#### [Set problem]
Transcribe the records in full, keeping every character as it is.

Object position labeling entries:
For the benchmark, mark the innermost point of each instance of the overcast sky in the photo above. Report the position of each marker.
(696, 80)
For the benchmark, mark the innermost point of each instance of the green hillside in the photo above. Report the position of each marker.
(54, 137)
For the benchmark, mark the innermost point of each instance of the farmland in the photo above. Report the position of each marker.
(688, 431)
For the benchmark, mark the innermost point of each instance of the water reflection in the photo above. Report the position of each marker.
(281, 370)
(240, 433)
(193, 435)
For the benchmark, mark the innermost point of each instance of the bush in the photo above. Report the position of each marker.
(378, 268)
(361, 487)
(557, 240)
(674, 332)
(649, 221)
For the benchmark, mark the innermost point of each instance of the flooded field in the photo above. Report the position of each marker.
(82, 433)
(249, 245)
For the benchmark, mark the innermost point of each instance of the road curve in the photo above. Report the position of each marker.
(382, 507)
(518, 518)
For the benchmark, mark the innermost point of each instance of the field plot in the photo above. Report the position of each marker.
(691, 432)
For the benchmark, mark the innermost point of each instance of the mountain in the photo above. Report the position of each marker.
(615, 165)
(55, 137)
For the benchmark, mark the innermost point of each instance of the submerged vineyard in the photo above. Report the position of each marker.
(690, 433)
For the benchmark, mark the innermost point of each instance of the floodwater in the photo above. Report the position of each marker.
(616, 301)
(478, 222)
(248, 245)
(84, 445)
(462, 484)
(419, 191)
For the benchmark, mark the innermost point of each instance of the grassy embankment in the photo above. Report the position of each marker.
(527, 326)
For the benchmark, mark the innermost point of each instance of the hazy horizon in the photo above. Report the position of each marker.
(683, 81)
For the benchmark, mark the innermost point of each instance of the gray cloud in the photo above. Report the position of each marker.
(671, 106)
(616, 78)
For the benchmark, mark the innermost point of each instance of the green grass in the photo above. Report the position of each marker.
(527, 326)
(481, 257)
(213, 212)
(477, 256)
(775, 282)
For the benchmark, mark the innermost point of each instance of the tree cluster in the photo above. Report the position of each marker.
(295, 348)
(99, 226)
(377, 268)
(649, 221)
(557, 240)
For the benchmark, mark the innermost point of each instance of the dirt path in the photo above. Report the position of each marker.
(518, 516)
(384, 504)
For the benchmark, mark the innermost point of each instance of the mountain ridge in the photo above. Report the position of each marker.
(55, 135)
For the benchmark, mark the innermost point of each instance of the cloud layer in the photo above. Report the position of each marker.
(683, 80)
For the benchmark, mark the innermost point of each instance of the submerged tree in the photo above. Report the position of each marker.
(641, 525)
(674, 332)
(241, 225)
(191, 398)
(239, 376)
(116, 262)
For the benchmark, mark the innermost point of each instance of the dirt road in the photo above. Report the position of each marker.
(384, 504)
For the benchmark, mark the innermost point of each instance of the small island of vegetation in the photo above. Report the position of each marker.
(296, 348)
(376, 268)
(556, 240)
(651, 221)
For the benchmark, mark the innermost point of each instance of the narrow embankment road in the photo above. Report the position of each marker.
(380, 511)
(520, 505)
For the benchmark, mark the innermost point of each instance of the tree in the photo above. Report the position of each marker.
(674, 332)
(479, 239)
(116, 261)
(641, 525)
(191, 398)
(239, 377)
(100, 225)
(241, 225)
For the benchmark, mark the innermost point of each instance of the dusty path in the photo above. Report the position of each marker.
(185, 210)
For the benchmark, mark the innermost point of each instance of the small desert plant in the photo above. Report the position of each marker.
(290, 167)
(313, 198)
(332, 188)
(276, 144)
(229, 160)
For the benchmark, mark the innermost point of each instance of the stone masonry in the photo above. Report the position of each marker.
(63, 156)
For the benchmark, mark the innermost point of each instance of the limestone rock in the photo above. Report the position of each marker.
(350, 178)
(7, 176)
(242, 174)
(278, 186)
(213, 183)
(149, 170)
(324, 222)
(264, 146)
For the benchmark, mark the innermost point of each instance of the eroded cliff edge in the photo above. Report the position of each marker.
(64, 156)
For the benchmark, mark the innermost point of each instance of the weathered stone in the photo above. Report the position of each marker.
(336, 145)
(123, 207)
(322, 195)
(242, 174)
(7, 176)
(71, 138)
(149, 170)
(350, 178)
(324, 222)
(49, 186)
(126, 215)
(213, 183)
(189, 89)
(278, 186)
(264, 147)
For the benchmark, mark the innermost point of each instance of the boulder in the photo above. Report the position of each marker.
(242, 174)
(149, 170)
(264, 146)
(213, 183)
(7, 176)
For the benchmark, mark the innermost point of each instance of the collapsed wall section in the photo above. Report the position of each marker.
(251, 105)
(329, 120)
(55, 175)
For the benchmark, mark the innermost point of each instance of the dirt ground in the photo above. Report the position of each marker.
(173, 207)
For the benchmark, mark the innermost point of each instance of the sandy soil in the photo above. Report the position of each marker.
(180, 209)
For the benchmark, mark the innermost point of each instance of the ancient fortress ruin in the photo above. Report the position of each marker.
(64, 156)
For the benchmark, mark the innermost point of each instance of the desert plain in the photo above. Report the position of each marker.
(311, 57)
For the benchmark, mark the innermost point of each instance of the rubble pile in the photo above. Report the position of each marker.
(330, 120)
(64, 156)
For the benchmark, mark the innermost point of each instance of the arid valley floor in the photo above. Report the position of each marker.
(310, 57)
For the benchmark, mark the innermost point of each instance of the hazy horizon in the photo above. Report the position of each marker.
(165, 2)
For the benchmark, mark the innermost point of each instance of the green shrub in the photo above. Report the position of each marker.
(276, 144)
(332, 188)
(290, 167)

#### [Final answer]
For the benchmark, mark the innermost point of each instance of the overcast sky in the photo above. Report the position of each marker.
(696, 80)
For the benchmark, mark the innermost point of each instance of the green hillside in the photo above. Report the position of each marker.
(54, 137)
For the benchmark, mark the innermost point of each instance of the farmland in the photo above. Report the position of each marker.
(688, 431)
For the benchmark, mark the innermost point of each instance of the water reflection in the photo above. Report the position of each marker.
(281, 370)
(240, 433)
(193, 435)
For the benchmark, mark the innermost point of each instance of the bush in the photo above. Report the position of each marker.
(378, 268)
(361, 487)
(557, 240)
(674, 332)
(649, 221)
For the benchmark, mark the innermost point of each instance of the flooded field in the photo above. Report the position of each marker.
(82, 433)
(249, 245)
For the benchmark, mark the innermost point of each instance of the road curve in the photo above. Report the position of each marker.
(382, 507)
(518, 518)
For the benchmark, mark the innermost point of each instance of the field plot in the photo above. Report the position of each marker.
(691, 432)
For the benchmark, mark the innermost point of each instance of the mountain in the photo above. Report the position of each marker.
(615, 165)
(55, 137)
For the benchmark, mark the innermost point of each instance of the submerged vineyard in the photo above. Report the position of each marker.
(690, 433)
For the benchmark, mark the innermost point of each instance of the floodwater in the photo above. Report the position of each marker.
(616, 301)
(478, 222)
(248, 245)
(84, 445)
(462, 484)
(419, 191)
For the benchmark, mark the innermost point of each instance of the grassy embankment in the photo above. Report the position of each marker.
(527, 326)
For the benchmark, mark the innermost point of each instance of the hazy horizon in the photo above. Report the position of each marker.
(683, 81)
For the benchmark, mark the innermost point of each instance of the gray cloud in the photo above. Report the position of each marker.
(671, 106)
(616, 78)
For the benchmark, mark the innermost point of each instance of the green grass in the photo above. Report the position of each marker.
(527, 326)
(481, 257)
(213, 212)
(477, 256)
(775, 282)
For the benchmark, mark the innermost point of each instance of the tree cluster in the photo above. Report the position of each marker.
(295, 348)
(99, 226)
(377, 268)
(649, 221)
(557, 240)
For the benchmark, mark the innermost point of each instance of the dirt path in the photo above. Report the position of each marker.
(518, 516)
(384, 504)
For the benchmark, mark the innermost point of each instance of the mountain ridge in the photo above. Report the position of each marker.
(55, 135)
For the benchmark, mark the innermost point of each instance of the cloud layer in the photo above. Report the position of each marker.
(683, 80)
For the benchmark, mark the innermost point of each instance of the submerged tree in the photo above. Report the position of each marker.
(641, 525)
(674, 332)
(241, 225)
(191, 398)
(239, 376)
(116, 262)
For the benchmark, mark the innermost point of each instance of the dirt road in the photo above. Report the position of each marker.
(384, 504)
For the benchmark, mark the innermost point of each instance of the small island of vegetation in the photo above. Report the position of each marker.
(296, 348)
(376, 268)
(556, 240)
(651, 221)
For the benchmark, mark the innermost point of each instance of the narrow embankment road in the photo above. Report the position of each marker.
(380, 511)
(520, 505)
For the benchmark, mark the innermost point of each instance of the tree in the photo above. Report the position of each marker.
(674, 332)
(479, 239)
(116, 261)
(641, 525)
(191, 398)
(239, 377)
(100, 225)
(241, 225)
For the benchmark, mark the innermost point of each instance of the dusty path in the photo above. Report the position of each marker.
(185, 210)
For the benchmark, mark the innermost point of each instance of the small desert plant in the photo above. Report the position of each marker.
(290, 167)
(313, 198)
(332, 188)
(276, 144)
(229, 160)
For the benchmark, mark the innermost point of each instance of the stone masonry in the photo above. Report the position of each marker.
(63, 156)
For the benchmark, mark the innermost point of each instance of the limestone rock in the photo above. Report the position of each marker.
(350, 178)
(7, 176)
(242, 174)
(278, 186)
(213, 183)
(149, 170)
(324, 222)
(264, 146)
For the benchmark, mark the innermost point of each instance of the eroded cliff edge in the photo above. Report the position of each marker.
(64, 156)
For the benchmark, mark the innermost point of each instance of the weathered stone in the photo above. Report the position of each marker.
(336, 145)
(123, 207)
(322, 195)
(242, 174)
(7, 176)
(71, 138)
(149, 170)
(350, 178)
(324, 222)
(49, 186)
(126, 215)
(213, 183)
(189, 89)
(278, 186)
(264, 147)
For the benchmark, mark the innermost point of each instance of the boulder in the photo above. Report the position of each marker.
(242, 174)
(149, 170)
(264, 146)
(213, 183)
(7, 176)
For the benchmark, mark the innermost point of each instance of the collapsed wall section in the photo above. Report the position of each marker.
(251, 105)
(329, 120)
(55, 175)
For the benchmark, mark the innermost point of each instance of the dirt ground in the photo above. Report the position of each marker.
(173, 207)
For the benchmark, mark the innermost point of each instance of the sandy soil in the photo above. Report the position of each marker.
(180, 209)
For the benchmark, mark the innermost point of each instance of the ancient fortress ruin in the photo above. Report the position of each marker.
(64, 156)
For the benchmark, mark the innermost point of each instance of the desert plain in the photo above. Report the position of each marker.
(311, 57)
For the benchmark, mark the innermost point of each instance of the rubble pile in the photo above. Report the position of each marker.
(330, 120)
(64, 156)
For the benchmark, mark the innermost point of each instance of the arid valley floor in the photo above. Report the position of each marker.
(310, 57)
For the benchmark, mark the innermost point of each instance of the hazy horizon in the photo above. Report the position of each marker.
(165, 2)
For the benchmark, mark the innermost point of each instance of the green shrub in the photo above. Report the position of each marker.
(276, 144)
(332, 188)
(290, 167)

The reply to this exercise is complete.